'''

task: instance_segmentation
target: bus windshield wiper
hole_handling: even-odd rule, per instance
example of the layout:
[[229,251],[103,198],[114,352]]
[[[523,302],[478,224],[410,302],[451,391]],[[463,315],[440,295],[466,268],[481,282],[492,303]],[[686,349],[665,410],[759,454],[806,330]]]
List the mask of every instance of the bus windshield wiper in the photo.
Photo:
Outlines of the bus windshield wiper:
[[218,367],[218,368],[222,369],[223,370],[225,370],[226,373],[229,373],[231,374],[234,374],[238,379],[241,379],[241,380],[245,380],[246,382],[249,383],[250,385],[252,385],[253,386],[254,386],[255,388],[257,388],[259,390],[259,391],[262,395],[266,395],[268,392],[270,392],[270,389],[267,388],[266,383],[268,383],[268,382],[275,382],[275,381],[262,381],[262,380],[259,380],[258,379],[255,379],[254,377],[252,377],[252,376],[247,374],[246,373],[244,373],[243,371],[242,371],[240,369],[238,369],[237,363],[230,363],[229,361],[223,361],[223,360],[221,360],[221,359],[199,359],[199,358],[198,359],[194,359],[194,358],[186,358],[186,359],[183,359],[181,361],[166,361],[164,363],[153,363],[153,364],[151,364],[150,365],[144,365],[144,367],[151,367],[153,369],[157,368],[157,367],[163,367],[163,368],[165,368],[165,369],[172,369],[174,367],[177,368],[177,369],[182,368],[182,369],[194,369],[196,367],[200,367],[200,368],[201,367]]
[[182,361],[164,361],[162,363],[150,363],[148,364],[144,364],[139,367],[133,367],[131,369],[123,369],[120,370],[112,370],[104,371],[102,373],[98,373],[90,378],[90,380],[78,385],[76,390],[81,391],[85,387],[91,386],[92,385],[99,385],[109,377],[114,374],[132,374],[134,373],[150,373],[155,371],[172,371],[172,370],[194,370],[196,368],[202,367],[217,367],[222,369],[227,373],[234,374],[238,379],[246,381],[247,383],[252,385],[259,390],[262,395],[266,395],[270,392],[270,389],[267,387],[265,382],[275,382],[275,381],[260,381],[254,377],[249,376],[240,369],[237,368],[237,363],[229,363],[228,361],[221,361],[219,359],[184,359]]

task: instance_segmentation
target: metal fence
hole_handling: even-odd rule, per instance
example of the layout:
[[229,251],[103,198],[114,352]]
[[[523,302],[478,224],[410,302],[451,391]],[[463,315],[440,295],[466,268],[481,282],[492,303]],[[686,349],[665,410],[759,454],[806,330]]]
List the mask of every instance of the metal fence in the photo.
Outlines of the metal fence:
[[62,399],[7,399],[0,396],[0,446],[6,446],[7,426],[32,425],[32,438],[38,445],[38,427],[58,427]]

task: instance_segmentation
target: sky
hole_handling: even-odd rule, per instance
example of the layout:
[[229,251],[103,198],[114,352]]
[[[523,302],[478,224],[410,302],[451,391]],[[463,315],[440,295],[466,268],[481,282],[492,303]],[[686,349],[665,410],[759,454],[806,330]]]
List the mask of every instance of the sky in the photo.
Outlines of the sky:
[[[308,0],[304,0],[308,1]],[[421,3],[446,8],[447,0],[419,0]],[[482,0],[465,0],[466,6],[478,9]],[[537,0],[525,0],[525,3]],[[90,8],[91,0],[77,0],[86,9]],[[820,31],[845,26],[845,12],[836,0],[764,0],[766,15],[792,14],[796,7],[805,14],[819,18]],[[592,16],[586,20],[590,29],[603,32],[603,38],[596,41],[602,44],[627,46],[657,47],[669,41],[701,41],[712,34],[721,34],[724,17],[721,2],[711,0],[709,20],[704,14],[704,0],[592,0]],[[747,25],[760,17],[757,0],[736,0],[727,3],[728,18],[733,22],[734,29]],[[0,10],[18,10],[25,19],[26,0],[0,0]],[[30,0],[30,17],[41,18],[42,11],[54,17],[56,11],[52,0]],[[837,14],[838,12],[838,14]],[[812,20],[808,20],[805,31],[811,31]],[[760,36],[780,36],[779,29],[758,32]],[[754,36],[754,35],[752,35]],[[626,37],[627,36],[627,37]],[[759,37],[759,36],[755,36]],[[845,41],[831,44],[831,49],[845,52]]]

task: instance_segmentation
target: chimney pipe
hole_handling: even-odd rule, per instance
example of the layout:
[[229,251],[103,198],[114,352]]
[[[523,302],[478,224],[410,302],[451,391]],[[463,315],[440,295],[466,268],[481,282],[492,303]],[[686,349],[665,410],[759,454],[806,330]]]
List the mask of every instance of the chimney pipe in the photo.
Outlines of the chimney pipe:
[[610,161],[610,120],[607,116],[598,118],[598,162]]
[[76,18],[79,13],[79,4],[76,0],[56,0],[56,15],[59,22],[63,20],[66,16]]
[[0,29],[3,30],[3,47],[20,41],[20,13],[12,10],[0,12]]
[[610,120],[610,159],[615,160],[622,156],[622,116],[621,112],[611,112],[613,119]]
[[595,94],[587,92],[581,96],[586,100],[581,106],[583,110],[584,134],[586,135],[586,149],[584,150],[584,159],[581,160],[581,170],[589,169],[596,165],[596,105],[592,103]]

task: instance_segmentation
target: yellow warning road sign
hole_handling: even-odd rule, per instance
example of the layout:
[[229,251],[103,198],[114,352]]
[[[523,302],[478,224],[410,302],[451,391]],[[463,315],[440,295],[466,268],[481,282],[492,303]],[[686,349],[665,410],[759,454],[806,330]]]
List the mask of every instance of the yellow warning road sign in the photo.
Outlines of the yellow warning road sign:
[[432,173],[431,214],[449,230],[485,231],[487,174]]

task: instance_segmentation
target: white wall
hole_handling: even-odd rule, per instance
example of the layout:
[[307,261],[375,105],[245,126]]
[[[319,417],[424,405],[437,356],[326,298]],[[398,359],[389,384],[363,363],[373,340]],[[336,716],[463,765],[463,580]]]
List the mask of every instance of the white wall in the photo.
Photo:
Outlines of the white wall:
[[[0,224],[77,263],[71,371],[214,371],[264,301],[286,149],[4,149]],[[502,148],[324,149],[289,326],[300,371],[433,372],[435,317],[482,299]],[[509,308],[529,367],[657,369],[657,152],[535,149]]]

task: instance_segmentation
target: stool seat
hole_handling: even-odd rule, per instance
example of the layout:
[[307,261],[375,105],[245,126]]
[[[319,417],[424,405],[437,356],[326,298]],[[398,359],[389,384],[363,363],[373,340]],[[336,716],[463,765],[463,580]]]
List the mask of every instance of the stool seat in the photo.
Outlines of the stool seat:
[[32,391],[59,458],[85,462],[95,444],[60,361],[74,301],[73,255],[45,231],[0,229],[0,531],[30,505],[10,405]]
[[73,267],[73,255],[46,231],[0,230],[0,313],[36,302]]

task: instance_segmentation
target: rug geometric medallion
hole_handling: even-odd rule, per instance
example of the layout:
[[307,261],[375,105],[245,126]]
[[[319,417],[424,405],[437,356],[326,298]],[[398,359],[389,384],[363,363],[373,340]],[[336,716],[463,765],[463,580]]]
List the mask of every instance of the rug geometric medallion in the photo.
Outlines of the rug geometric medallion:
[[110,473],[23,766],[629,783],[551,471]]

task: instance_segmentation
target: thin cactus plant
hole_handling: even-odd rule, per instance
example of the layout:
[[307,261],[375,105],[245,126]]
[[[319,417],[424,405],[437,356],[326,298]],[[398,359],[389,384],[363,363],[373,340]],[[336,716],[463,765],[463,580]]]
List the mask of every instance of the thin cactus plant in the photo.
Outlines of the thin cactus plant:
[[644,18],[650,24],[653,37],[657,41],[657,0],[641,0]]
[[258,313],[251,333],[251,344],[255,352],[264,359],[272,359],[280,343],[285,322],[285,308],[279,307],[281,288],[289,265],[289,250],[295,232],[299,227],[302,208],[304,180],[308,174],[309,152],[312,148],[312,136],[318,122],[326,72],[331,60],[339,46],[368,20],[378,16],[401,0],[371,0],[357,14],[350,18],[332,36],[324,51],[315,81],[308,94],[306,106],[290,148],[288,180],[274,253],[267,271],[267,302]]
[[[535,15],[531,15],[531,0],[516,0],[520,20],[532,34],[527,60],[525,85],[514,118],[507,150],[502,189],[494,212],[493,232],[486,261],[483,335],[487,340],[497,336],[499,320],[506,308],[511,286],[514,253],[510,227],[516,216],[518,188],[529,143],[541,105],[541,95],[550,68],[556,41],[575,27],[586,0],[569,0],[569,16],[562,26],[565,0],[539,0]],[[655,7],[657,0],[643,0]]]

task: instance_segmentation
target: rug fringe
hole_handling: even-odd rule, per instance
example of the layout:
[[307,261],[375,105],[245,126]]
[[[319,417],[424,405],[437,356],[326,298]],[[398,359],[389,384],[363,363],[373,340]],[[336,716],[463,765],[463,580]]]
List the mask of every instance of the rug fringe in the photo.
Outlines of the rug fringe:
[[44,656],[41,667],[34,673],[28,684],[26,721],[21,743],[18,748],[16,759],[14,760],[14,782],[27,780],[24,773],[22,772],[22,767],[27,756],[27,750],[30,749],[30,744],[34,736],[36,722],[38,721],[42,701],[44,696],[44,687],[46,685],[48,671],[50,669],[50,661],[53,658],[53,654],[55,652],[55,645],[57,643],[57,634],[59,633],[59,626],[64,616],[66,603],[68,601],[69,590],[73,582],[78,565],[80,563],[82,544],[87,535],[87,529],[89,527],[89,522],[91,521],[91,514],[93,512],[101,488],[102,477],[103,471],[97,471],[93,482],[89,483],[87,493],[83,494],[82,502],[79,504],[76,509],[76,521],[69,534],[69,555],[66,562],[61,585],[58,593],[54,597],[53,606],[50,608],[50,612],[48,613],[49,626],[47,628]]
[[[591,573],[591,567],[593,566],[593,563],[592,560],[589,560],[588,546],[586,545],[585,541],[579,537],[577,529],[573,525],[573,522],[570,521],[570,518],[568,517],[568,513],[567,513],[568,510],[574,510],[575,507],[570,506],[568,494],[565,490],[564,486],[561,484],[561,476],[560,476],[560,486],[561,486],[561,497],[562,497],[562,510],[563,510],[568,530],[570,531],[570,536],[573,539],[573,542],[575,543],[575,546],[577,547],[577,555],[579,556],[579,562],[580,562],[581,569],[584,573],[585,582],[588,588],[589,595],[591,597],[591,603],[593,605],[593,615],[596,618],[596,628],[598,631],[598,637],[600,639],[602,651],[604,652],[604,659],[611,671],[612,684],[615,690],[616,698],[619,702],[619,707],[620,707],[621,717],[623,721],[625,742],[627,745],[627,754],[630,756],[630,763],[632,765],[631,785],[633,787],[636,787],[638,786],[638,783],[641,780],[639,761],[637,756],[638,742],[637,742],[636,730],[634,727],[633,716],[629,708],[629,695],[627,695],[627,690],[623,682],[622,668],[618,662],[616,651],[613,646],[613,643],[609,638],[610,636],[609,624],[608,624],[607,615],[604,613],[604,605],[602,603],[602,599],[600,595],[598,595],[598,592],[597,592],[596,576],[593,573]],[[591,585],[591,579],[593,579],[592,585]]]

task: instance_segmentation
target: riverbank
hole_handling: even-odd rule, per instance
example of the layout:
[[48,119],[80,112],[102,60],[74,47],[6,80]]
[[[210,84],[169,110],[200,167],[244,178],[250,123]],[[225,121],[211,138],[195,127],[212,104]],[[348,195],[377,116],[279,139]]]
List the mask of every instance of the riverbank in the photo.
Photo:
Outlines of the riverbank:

'''

• **RICHIESTA**:
Filtra le voci riportate sopra e copia ogni riga che contiene la parola "mask". Il confronto distingue tra maiuscole e minuscole.

• **SOLUZIONE**:
List the mask of every instance of the bus windshield wiper in the photo.
List the mask of every instance of the metal fence in the photo.
List the mask of every instance of the sky in the photo.
List the mask of every instance of the chimney pipe in the photo.
List the mask of every instance of the yellow warning road sign in the photo.
List the mask of every instance of the white wall in the photo.
List the mask of every instance of the stool seat in the photo.
List the mask of every instance of the rug geometric medallion in the photo.
List the mask of every instance of the thin cactus plant in the photo.
List the mask of every instance of the rug fringe in the photo.
List the mask of every instance of the riverbank in the photo.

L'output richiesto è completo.